Work instructions: Reproduce the material from its first line through the line containing "[(116, 170), (393, 117)]", requests included, offsetting every coordinate value in the answers by adding 46.

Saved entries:
________________________
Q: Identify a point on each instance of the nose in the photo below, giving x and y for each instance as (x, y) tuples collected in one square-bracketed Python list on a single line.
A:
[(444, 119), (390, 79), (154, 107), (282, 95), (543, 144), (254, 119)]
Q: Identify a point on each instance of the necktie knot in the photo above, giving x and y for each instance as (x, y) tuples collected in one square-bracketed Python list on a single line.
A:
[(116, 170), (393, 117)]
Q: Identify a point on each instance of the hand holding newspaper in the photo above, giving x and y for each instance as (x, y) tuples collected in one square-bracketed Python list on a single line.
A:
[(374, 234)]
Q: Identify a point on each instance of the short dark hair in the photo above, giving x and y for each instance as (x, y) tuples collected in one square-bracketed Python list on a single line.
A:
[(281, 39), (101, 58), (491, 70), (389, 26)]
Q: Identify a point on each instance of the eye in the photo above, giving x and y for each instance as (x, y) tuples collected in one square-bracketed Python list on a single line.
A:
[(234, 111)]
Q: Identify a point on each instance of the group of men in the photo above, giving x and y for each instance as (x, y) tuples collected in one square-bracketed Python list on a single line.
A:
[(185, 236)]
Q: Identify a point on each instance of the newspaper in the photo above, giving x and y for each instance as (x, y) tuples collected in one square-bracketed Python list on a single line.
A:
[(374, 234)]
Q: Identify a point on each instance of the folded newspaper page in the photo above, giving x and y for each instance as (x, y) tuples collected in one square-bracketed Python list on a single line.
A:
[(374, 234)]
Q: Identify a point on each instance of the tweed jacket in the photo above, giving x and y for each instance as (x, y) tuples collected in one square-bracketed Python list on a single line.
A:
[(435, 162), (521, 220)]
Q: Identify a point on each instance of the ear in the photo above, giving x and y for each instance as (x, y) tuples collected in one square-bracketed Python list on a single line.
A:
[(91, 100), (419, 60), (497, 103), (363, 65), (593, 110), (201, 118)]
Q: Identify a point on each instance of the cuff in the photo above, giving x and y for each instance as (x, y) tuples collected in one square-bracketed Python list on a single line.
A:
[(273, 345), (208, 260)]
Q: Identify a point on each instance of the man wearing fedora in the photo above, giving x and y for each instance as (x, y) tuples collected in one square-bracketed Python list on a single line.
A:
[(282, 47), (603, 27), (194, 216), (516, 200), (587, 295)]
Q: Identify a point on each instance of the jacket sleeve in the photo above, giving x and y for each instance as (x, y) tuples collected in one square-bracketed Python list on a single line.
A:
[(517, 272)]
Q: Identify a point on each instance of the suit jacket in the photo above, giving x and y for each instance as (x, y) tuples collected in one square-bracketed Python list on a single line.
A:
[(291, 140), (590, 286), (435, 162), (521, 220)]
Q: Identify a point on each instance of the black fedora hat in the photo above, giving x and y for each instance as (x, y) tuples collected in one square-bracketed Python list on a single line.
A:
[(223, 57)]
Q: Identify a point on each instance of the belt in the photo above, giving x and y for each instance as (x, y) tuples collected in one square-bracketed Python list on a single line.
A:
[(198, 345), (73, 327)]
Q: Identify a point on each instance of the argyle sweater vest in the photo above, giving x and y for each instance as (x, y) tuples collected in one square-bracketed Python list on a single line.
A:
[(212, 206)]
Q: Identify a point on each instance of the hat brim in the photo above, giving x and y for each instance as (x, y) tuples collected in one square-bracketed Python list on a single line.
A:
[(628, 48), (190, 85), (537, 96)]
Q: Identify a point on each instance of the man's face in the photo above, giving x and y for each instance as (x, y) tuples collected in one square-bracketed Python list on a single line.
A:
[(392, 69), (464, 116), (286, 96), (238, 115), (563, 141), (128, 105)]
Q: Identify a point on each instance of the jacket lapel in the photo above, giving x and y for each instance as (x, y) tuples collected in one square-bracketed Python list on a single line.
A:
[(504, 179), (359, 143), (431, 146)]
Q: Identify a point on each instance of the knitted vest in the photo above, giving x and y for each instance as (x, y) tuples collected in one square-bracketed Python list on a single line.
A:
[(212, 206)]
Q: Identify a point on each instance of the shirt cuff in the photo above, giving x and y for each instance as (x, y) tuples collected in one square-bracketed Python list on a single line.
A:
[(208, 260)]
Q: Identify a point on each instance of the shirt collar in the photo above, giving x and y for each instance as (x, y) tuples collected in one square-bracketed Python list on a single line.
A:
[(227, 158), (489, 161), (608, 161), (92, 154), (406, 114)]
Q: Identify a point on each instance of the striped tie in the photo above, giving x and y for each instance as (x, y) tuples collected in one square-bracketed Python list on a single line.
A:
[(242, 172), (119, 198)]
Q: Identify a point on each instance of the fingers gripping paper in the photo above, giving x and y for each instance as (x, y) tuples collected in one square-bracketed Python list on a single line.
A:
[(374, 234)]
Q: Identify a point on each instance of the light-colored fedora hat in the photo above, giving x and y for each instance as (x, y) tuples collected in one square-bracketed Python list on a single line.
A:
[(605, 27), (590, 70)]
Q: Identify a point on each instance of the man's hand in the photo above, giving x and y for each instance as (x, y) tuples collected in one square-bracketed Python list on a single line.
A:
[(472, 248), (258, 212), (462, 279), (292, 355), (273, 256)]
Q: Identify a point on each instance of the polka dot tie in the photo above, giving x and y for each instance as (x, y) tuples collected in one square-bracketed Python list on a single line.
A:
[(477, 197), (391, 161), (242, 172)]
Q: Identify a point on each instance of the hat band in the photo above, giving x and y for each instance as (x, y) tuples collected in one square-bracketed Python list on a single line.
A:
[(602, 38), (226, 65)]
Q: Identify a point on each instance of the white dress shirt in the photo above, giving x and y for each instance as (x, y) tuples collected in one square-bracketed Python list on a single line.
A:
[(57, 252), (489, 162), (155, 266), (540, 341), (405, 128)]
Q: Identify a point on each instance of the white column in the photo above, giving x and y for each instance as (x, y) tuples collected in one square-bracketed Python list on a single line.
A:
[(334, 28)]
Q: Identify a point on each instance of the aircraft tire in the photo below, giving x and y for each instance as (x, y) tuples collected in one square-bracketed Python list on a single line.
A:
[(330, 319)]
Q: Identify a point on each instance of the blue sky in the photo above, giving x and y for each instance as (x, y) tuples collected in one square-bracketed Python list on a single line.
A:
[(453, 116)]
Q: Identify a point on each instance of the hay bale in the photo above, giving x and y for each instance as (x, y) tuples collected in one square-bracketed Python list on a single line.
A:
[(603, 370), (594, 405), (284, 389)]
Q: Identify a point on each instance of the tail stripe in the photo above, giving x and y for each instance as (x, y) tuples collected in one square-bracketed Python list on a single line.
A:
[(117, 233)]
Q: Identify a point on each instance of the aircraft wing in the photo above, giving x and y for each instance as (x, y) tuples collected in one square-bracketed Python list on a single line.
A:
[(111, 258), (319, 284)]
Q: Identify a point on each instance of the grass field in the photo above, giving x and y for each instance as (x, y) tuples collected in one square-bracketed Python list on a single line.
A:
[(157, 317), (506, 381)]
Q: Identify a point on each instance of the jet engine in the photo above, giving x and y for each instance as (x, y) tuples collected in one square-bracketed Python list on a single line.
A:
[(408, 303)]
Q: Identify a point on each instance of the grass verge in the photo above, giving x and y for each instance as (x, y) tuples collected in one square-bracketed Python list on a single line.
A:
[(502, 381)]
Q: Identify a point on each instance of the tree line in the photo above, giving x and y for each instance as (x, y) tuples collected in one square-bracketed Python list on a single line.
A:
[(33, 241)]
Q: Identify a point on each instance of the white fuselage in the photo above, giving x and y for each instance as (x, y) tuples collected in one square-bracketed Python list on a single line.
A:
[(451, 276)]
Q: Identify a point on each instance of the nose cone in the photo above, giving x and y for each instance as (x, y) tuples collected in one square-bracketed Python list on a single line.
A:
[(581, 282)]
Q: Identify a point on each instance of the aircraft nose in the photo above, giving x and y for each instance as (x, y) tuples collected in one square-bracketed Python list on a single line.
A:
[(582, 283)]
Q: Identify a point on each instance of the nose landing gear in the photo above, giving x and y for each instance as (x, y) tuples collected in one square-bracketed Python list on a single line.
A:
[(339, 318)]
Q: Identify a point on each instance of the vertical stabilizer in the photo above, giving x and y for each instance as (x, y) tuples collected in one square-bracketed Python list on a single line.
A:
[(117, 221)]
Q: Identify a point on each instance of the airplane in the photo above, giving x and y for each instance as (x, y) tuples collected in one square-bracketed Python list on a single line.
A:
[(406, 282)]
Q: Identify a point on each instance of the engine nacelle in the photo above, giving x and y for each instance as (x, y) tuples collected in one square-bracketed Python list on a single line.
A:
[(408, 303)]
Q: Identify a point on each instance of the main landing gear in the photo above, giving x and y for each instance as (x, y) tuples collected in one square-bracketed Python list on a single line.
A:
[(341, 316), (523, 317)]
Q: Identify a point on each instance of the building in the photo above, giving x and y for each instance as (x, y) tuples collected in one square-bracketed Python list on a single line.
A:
________________________
Response below:
Q: Identify a point on each instance of the nose in the photo below, giving x and y for each instance as (x, y) tuples collected in one square-bracketed Python list on a single line.
A:
[(490, 165), (436, 125), (200, 153), (328, 141), (589, 190), (300, 165)]
Q: Identify a point on each instance of the necktie knot in the photo above, giving x and y for each instance as (x, y) tuples collected in one square-bracketed Python list on a single line.
A:
[(162, 216), (439, 163)]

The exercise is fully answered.